• [Problem to solve]:
Extract every line of the material below that contains the word "screen", copying each one in full.

(begin)

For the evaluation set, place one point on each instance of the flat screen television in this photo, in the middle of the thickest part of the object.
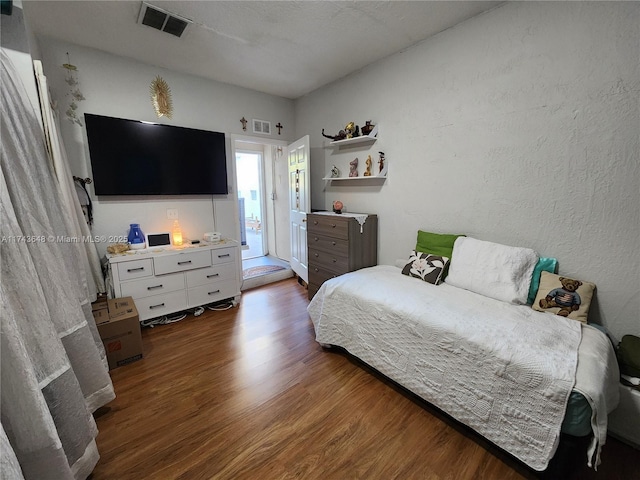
(130, 157)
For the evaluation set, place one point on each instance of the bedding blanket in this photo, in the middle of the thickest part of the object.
(504, 370)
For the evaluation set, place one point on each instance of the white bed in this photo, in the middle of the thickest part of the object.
(504, 370)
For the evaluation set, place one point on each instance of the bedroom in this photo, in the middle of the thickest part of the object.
(520, 124)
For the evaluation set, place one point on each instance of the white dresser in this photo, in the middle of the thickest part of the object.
(169, 280)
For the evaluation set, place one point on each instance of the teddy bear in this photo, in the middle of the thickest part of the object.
(565, 298)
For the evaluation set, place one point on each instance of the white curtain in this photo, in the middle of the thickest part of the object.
(54, 372)
(77, 224)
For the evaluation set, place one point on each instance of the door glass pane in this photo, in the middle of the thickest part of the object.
(250, 195)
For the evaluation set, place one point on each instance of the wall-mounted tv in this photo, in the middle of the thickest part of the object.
(130, 157)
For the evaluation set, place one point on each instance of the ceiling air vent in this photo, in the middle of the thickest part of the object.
(160, 19)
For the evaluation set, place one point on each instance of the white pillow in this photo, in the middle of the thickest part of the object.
(493, 270)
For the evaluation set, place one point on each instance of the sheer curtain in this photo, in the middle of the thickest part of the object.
(69, 199)
(54, 372)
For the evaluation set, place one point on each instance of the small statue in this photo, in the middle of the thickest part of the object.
(366, 130)
(353, 167)
(341, 135)
(350, 130)
(367, 172)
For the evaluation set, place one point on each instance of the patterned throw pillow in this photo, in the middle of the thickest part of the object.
(425, 266)
(564, 296)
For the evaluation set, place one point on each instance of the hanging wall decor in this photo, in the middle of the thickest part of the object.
(161, 97)
(71, 78)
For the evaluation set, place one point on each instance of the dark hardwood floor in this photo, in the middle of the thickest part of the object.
(248, 394)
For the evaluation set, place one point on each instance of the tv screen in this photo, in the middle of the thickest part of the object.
(130, 157)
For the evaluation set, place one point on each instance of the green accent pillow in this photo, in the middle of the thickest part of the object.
(544, 264)
(440, 244)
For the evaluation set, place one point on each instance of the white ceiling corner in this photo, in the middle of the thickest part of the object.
(283, 48)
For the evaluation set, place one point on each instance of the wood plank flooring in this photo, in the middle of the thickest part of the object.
(247, 393)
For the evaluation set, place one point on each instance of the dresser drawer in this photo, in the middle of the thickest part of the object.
(223, 255)
(135, 269)
(328, 244)
(212, 293)
(318, 275)
(181, 262)
(328, 225)
(335, 263)
(215, 273)
(158, 305)
(146, 287)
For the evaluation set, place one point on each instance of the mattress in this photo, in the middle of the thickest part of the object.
(504, 370)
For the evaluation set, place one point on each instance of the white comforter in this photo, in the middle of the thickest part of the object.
(504, 370)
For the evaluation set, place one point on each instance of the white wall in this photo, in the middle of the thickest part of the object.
(17, 44)
(519, 126)
(119, 87)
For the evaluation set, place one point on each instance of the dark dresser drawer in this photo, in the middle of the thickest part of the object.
(333, 226)
(318, 275)
(335, 245)
(330, 261)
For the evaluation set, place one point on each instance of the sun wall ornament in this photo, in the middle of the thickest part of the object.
(161, 97)
(71, 79)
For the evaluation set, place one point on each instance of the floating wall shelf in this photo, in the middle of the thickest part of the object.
(355, 140)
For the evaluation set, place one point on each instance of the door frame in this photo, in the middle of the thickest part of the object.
(266, 142)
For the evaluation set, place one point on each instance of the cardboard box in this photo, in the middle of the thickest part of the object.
(101, 302)
(119, 328)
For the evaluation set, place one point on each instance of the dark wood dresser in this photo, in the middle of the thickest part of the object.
(338, 244)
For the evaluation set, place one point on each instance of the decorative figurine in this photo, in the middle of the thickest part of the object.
(341, 135)
(367, 172)
(366, 130)
(353, 167)
(352, 130)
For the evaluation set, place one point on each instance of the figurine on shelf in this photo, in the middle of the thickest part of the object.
(381, 162)
(341, 135)
(367, 172)
(353, 167)
(366, 130)
(352, 130)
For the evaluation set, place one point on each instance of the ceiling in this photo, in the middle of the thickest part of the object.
(284, 48)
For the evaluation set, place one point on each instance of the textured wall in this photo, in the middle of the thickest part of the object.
(519, 126)
(119, 87)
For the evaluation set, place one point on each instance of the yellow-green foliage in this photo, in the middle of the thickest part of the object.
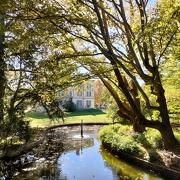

(end)

• [Result for this task]:
For the evaluation set, place one point on each instance of the flat screen television in this photo, in the middle of the thickest part of the object.
For the evaluation set, place one point on each instance of the tv screen in this photo, in the middle of the thickest part of the object.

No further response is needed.